练习内容:
- 1) 能否挑出条目中所有含有字符串“trousers”的行，并逐行照抄？请区分大小写。
- 2) 能否从讲线程池卡顿检测的这段说明停下的地方接着往下写？

正文段落:
=====

线程池初始化:tp_init()
- thread_group_init: 初始化(MAX_THREAD_GROUPS = 128) threadGroups
- tp_set_threadpool_size: 设置实际启用的GroupsCount(不能大于128), 并执行创建epoll_fd等初始化操作
- start_timer: 启动timer线程,主要是解决Goup内的工作线程卡死情况(事务、慢查等)
timer线程
- check_stall
- 如果没有listener线程(也可能此时listener转为了worker),且队列没有被处理,创建listener线程
- 队列不为空,且上个周期没有处理事件,则设置stall为true,wake_or_create_thread
- 检测流程
-
The stall detection and resolution works as follows:
1. There is a counter thread_group->queue_event_count for the number of
events removed from the queues. Timer resets the counter to 0 on each run.
2. Timer determines stall if this counter remains 0 since last check
and at least one of the high and low priority queues is not empty.
3. Once timer determined a stall it sets thread_group->stalled flag and
wakes and idle worker (or creates a new one, subject to throttling).
4. The stalled flag is reset, when an event is dequeued.
- 每个周期内统计处理的事件数量(queue_event_count),计数会周期性清零
- 如果queue_event_count 为0,且队列不为空,timer将设置thread_group->stalled参数,并且创建/唤醒worker线程
- 当有事件退出队列,即有事件被某个队列取走处理时,将thread_group->stalled改为false (所有getEvent都会改这个参数)

=====

可用条目:

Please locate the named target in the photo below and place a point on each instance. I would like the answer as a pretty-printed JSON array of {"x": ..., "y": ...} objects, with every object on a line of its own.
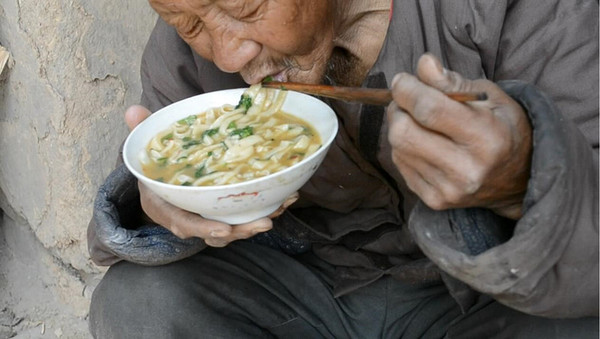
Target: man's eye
[
  {"x": 254, "y": 14},
  {"x": 190, "y": 28}
]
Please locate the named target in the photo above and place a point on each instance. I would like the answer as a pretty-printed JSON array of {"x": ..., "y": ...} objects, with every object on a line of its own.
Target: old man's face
[{"x": 290, "y": 40}]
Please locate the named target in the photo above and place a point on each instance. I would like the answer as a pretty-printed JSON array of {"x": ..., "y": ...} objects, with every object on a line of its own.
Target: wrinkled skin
[
  {"x": 291, "y": 39},
  {"x": 451, "y": 154}
]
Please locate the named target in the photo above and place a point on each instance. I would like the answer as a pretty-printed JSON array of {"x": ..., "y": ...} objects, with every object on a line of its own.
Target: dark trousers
[{"x": 251, "y": 291}]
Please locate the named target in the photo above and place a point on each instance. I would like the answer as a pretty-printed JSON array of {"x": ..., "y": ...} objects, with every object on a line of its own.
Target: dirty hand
[
  {"x": 185, "y": 224},
  {"x": 454, "y": 154}
]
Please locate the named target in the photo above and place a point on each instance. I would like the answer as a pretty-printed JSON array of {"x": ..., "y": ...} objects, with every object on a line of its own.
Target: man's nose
[{"x": 231, "y": 52}]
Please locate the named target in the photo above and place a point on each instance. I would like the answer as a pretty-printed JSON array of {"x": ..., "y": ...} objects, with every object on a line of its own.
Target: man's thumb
[{"x": 431, "y": 72}]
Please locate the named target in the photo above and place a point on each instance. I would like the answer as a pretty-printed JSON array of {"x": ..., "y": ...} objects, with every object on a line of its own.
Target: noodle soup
[{"x": 231, "y": 144}]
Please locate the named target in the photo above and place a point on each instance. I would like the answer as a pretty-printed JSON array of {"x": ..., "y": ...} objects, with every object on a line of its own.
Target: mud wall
[{"x": 72, "y": 71}]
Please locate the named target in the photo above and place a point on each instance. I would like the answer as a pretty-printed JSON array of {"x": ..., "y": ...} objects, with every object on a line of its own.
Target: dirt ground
[{"x": 39, "y": 297}]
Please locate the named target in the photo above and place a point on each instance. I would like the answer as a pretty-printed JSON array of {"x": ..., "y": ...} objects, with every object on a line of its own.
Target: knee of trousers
[{"x": 136, "y": 300}]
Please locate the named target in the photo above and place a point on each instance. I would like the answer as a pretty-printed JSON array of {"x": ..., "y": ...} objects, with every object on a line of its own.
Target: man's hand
[
  {"x": 185, "y": 224},
  {"x": 453, "y": 154}
]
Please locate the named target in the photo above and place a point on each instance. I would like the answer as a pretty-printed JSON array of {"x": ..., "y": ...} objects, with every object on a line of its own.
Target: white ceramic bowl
[{"x": 241, "y": 202}]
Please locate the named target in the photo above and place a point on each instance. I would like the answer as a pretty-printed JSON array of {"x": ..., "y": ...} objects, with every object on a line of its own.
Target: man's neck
[{"x": 361, "y": 33}]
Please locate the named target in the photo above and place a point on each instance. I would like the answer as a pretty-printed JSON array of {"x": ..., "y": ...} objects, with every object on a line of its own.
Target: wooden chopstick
[{"x": 371, "y": 96}]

=====

答案列表:
- 1)
Target: dark trousers
Target: knee of trousers

- 2)
- timeout_check
- 检查thd_mamager的所有connection,看是否超时,是的话kill thd
- 每次handle_event结束,都会重置connection的timeout
worker/listener

- Acceptor收到新连接请求thd,通过add_connection镜像处理封装为connection,并将thd交由thd_manager管理
- 根据thead_id对groupsCount取余,得到应该放入对goup,将其放入普通队列 (还未登录),等待处理
- 唤醒/创建worker线程进行处理:get_event -> handle_event循环
- 第一次处理时,未登录,调用threadpool_add_connection先登录,并设置logged_in = true
- 第二次处理,调用threadpool_process_request,循环处理客户交互请求
- 两种情况,都会重置wait_timeout,避免timer线程中,被当作超时连接关闭掉
GetEvent
- 在get_event时,如果活跃线程太多,会返回null,之后该线程会自动退出
- 优先高优队列,其次低优队列,有事件会返回connection,之后进入handel_event处理
- 如果当前没有listener(可能在转变为worker处理事件了),worker线程转化为listener
- 如果线程数没有过多,会再次尝试调用epoll看当前有没有event,有的话会返回conenction进行处理
- 否则将线程放入wating_threads队列,线程休眠,等待唤醒信号或超时自动唤醒;
- 如果非显示唤醒(超时唤醒等),会从wating_threads队列中删除当前线程
- 如果等待信号有异常,会返回null,线程也会自动退出
- 正常唤醒,继续获取event,重复前面逻辑,恢复成为正常worker
HandleEvent
- 新连接,先进行登录等操作
- 已有连接,进入交互处理流程
- 处理完后,会重新设置waite_timeout
- 将mysql_socket重新加入epoll的fd监听队列
ThreadShutdown
- 如果get_event返回null,worker线程会退出循环,进入shutdown流程
- 如果是group被close,且当前线程是最后一个线程,会调用销毁group函数
角色切换
- Worker: get_event时,如果队列为空,且当前没有listener,则当前worker变为listener
- Listener: 首先从pollfd获取事件events,然后检查队列是否为空
- 如果高/低优队列不为空,则逐个将事件放入队列,然后在for循环继续等待epollfd事件(还是listener)
- 如果队列均为空,则将第一个事件外的其他事件放入队列,然后自己变为worker,处理events[0]
线程池退出:tp_end()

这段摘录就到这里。